Pick out the lines below that contain the string "swoosh" and copy them all.

─── Exercise input ───

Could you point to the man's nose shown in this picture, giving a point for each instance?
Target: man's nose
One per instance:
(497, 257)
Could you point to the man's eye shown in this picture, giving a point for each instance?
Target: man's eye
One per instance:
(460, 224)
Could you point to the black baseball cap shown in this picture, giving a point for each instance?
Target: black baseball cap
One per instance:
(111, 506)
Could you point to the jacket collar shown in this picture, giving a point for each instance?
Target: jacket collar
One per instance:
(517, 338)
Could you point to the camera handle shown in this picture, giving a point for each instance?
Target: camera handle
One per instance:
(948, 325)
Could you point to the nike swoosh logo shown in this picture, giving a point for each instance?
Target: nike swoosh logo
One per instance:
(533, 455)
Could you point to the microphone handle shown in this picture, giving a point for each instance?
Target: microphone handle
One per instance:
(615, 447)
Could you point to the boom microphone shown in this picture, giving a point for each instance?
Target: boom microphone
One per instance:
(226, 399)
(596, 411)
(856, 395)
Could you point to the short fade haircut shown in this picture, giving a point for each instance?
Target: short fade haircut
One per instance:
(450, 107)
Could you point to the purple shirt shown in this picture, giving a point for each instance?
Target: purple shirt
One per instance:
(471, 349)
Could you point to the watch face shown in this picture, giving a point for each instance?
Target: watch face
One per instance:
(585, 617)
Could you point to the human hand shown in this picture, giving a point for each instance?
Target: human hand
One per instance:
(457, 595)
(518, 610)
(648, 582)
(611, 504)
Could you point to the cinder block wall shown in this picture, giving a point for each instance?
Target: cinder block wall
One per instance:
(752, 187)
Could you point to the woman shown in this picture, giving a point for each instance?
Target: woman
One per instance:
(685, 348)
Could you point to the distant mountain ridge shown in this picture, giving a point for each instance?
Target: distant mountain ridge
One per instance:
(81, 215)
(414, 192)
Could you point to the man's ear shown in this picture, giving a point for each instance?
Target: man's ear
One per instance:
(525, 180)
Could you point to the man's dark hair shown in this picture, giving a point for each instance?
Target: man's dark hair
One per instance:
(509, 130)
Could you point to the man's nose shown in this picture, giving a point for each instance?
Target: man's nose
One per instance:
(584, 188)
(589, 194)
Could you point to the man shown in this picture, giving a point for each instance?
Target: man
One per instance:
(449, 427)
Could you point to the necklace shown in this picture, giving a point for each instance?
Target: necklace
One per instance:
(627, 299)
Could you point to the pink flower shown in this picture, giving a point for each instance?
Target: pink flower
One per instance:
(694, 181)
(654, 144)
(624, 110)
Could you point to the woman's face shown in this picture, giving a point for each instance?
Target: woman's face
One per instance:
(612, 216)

───
─── Exercise input ───

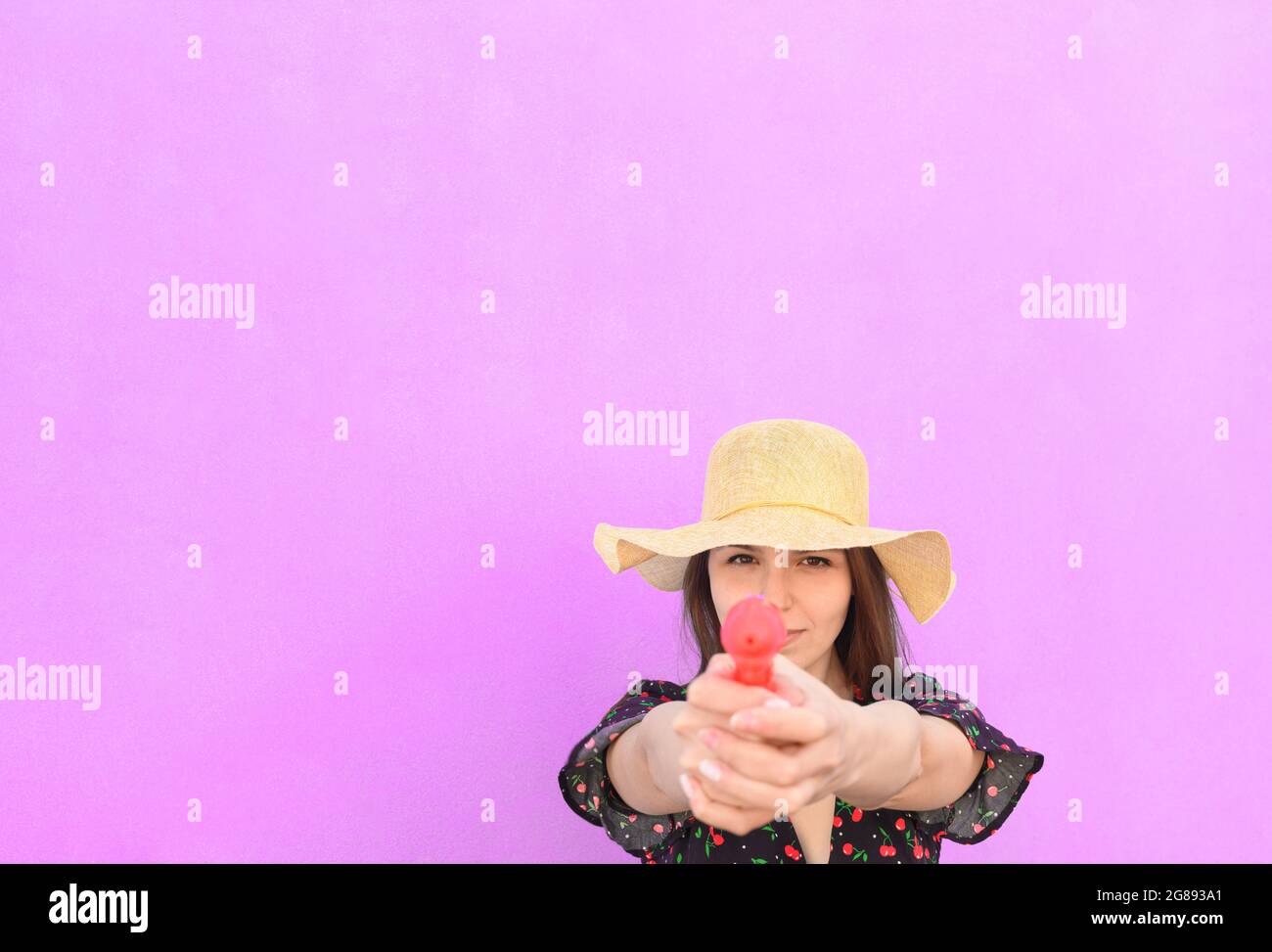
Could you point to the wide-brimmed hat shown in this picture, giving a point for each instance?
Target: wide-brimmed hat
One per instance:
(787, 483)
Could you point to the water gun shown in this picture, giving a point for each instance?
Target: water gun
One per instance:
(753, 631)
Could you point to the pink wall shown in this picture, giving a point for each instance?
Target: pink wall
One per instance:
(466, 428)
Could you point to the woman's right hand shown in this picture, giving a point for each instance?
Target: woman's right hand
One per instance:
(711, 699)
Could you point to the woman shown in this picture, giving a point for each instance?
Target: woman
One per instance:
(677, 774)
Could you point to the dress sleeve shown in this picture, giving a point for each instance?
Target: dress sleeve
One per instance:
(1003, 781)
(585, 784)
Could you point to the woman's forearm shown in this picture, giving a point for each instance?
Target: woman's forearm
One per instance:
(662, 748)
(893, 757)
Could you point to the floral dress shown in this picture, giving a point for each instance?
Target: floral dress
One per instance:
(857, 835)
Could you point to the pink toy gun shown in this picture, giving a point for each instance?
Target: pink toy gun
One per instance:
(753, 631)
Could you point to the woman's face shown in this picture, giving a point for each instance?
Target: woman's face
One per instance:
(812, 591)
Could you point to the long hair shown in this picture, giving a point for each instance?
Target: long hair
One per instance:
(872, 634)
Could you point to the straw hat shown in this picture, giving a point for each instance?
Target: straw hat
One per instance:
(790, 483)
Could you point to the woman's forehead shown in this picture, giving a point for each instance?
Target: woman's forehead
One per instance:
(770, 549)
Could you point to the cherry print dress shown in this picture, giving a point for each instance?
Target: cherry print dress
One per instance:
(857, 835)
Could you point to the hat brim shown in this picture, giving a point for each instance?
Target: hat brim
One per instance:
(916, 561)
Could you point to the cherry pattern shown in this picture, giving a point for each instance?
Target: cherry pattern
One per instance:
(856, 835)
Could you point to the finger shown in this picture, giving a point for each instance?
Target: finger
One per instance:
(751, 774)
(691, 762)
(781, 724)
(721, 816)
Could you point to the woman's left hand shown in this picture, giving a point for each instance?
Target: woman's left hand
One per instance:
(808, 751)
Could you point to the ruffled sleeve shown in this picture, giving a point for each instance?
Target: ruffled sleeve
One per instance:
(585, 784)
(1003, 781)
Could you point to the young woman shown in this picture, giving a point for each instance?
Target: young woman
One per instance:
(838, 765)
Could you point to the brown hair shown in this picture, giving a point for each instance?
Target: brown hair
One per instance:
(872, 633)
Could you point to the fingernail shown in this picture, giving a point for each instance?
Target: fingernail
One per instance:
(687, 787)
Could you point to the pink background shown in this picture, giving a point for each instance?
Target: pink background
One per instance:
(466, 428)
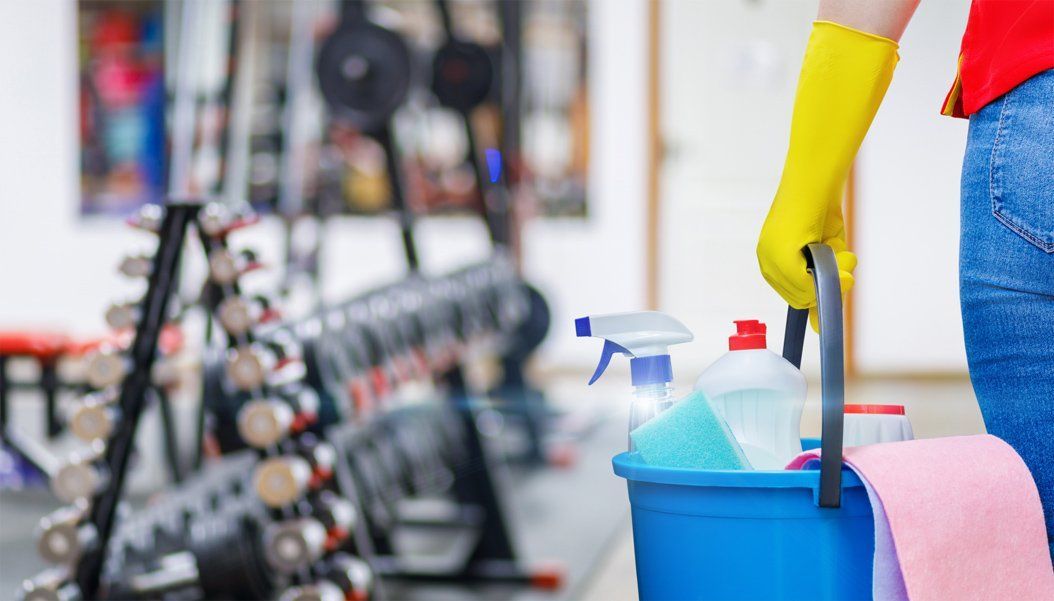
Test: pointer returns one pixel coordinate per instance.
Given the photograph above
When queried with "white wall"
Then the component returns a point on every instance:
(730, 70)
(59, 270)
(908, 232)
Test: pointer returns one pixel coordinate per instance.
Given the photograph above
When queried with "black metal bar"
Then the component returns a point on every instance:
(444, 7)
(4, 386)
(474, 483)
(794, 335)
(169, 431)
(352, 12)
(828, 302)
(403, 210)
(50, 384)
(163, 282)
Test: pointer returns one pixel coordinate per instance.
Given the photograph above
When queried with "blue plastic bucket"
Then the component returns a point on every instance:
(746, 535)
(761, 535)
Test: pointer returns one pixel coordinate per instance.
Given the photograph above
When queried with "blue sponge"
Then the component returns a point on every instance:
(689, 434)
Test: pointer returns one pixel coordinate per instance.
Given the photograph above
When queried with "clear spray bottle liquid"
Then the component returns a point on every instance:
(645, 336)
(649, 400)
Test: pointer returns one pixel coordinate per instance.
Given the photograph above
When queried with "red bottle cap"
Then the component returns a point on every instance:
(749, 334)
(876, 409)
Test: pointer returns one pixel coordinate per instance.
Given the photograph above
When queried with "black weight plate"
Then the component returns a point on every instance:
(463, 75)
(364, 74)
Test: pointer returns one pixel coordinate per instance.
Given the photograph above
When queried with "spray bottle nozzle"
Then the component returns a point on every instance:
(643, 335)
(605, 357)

───

Response area:
Could you point to the nike swoosh logo shown in this picture, giving a point for each instance?
Target: nike swoosh logo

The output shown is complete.